Transcribe the entries that follow exactly as they appear, minus pictures.

--- Exercise materials ---

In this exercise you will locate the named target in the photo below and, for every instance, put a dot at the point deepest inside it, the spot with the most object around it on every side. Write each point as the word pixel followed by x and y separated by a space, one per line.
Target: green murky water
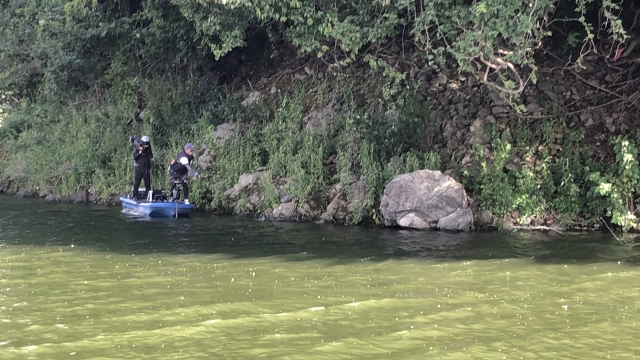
pixel 88 282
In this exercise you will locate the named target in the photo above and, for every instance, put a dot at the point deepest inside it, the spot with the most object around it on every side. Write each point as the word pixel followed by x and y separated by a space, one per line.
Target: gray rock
pixel 284 211
pixel 253 97
pixel 413 221
pixel 483 219
pixel 421 198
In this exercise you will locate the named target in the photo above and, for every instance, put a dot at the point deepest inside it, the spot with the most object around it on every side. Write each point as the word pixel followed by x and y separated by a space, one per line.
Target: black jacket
pixel 177 168
pixel 142 161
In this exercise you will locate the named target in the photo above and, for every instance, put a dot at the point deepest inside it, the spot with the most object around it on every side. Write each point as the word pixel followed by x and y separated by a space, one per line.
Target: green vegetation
pixel 78 77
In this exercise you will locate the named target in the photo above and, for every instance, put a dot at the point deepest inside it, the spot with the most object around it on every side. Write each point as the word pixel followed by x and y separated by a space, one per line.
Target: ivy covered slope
pixel 531 105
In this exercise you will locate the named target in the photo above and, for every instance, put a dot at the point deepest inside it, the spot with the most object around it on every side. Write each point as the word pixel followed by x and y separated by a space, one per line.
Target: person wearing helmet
pixel 179 170
pixel 142 156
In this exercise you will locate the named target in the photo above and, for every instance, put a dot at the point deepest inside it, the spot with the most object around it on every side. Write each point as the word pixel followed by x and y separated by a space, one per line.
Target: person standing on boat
pixel 142 155
pixel 179 170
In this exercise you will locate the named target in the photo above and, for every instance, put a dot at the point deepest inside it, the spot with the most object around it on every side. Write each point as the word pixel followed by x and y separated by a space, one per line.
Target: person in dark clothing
pixel 179 170
pixel 142 156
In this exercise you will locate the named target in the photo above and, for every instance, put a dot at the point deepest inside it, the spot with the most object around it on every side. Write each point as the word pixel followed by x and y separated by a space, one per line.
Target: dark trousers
pixel 185 187
pixel 141 173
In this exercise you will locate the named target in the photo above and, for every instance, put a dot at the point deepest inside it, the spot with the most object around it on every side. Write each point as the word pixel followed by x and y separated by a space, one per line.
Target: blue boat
pixel 157 206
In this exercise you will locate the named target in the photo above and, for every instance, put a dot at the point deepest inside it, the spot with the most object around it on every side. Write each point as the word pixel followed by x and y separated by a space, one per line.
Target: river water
pixel 88 282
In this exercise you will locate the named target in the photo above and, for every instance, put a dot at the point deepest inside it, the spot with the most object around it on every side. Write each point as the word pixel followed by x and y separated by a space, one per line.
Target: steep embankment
pixel 308 110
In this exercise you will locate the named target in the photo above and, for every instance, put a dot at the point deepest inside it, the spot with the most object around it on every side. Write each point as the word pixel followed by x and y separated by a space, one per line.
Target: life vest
pixel 176 165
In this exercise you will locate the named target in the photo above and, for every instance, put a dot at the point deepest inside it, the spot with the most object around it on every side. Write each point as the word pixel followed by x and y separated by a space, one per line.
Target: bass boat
pixel 154 203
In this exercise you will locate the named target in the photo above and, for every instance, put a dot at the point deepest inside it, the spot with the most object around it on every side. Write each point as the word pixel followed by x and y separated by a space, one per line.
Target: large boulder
pixel 426 199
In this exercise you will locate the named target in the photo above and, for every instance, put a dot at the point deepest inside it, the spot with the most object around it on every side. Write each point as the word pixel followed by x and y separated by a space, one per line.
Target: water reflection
pixel 28 221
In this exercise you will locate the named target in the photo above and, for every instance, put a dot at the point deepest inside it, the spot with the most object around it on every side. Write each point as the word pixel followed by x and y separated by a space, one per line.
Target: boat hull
pixel 166 209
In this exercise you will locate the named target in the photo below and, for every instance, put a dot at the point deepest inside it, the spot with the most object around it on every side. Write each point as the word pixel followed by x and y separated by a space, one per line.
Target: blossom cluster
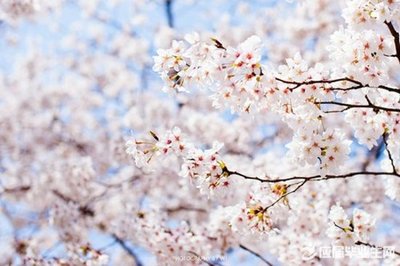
pixel 348 231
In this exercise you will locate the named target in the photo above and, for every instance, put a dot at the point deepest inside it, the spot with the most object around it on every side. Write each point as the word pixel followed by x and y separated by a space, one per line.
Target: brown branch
pixel 314 177
pixel 359 243
pixel 396 37
pixel 358 84
pixel 256 254
pixel 352 106
pixel 384 137
pixel 128 250
pixel 203 260
pixel 285 195
pixel 310 82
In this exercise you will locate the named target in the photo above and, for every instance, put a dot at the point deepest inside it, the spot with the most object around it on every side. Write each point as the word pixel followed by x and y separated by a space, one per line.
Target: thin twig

---

*The answer*:
In this exercise you will locate the named target in the photo below and, for every instance, put a dot at the point deepest inside it, the spot with the most object around it on every side. Write each point as the word pixel followed by x and y separated by a space, one per line.
Target: green murky water
pixel 88 282
In this exercise you will locate the named target in the photo above and, for every instance, put a dot at the point deepest inside it, the spot with the most object around it on every side. Write each point as the word pixel followed by x and y separated by a space, one per line.
Target: gray rock
pixel 284 211
pixel 253 97
pixel 413 221
pixel 483 219
pixel 421 198
In this exercise you will locate the named target in the photo above and, for every instance, put a dot at the point deepest inside it, the spot with the most object around it on every side. Write each point as the word pixel followed by x and y separated by a space, one per line.
Target: black jacket
pixel 177 168
pixel 142 161
In this exercise you will locate the named target in the photo above and, for every instance, put a dot at the point deepest inside it, the spot with the most object around it on every side. Write each point as the word pixel followed by x and y separated by a space, one per line.
Target: green vegetation
pixel 78 77
In this exercise you will locate the named target in the photo above and, for every instance, put a dot at the point deepest inside it, the spot with the most object around it on every side. Write each point as the word pixel followed by x and y separated by a space, one per line.
Target: ivy covered slope
pixel 531 105
In this exercise you will locate the named target in the photo above and, for every instance, put a dot at the point deepest inside it, the spot with the most object around it on every side. Write each point as the word pixel followed by x and y separated by a space, one per line.
Target: person wearing helmet
pixel 179 170
pixel 142 156
In this exercise you will locate the named target in the photo above and, for every instance, put a dot at the point deepest inside it, the spot with the most object around it on every side. Write each point as the word pixel followed by x and y separated by a space, one per line.
Target: person standing on boat
pixel 142 155
pixel 179 170
In this exercise you will locate the named target in the photo above and, for every instance, put a dot at the point deepest inside it, the spot with the most object around it on every side. Write each point as the word pixel followed by x and y separated by a space, one per line.
Target: person in dark clothing
pixel 179 170
pixel 142 156
In this exercise you will locate the named target in the photo above and, for every instance, put a dot at the point deepest inside it, the spot with the most object around it on every side. Write each point as the word pixel followed by x and y separated by a space, one per line.
Target: dark trousers
pixel 185 187
pixel 141 173
In this exercise you will locate the named target in the photo above and, for every instance, put a dot at the point deepest inside it, the spot with the most object around it on every side. Write each point as the word pixel followed by x and y separated by a space, one per line.
Target: blue boat
pixel 157 206
In this exercise you will locate the named target in the photo above and, for every instance, put a dot at the point deepest inside it, the spot with the most object around it on every side. Write each point as the word pixel followed by x and y separated by a space, one per line.
Target: river water
pixel 88 282
In this exercise you will locate the named target in the photo above and, for every instance, put a dot at the point deepest inside it, the spot with the most object around it on every side. Write each point as the word pixel followed by x and y separated by a space, one per line.
Target: steep embankment
pixel 308 110
In this exercise you will locate the named target in the photo above and, for every instance, put a dot at the point deepest inside it, the spot with the most object around it on every side. Write each point as the word pixel followed by x and y separated by a space, one per line.
Target: life vest
pixel 176 165
In this exercise you will locate the named target in the photo above and, for every instance, put a dot at the point deepest inside it, the spot with the most object around it on every side. Write each point as the word pixel followed by x and y separated by a space, one per line.
Target: bass boat
pixel 154 203
In this exercise you will locate the named target in the photo above and, for every instance, put a dot at the point deepest inside it, the spot with the most object around it on every side. Write each point as the word pixel followed by x and y separated by a space, one per line.
Target: large boulder
pixel 426 199
In this exercise you will locate the named target in the photo above and, for every instance, put a dot at the point deepest inside it, the spot with the most object around it on every side. Write each point as the word pixel followed by x and y separated by a space, one per line.
Target: water reflection
pixel 28 221
In this exercise you will locate the named target in the photo above and, for every instance, put a dot at the point deepest inside it, the spot with the most object around it on every side. Write each point as the word pixel followed by x and y separated by a space, one per line.
Target: boat hull
pixel 166 209
In this exercise you will locate the named target in the photo below and, for every instance, put a dot at the point deepest inside it, the spot with the most object around it on every side. Write each point as the word pixel followed by x and y separated by a space, one per line.
Target: blossom cluster
pixel 348 231
In this exercise you will locate the named target in the photo above and, for every instance, put a dot at the point deepest inside it, the spot with the most object around it on every side. Write each point as the word pixel followed by x and y separated by a space, one per line.
Target: brown branch
pixel 314 177
pixel 359 243
pixel 396 37
pixel 358 84
pixel 256 254
pixel 352 106
pixel 384 137
pixel 128 250
pixel 203 260
pixel 285 195
pixel 310 82
In this exercise you will locate the named target in the photo above and, for every instance, put a dot at the point deepest inside it, the spot with the most object around it on every side. Write each point as the word pixel followed by x and y separated by a space, one per line.
Target: thin twig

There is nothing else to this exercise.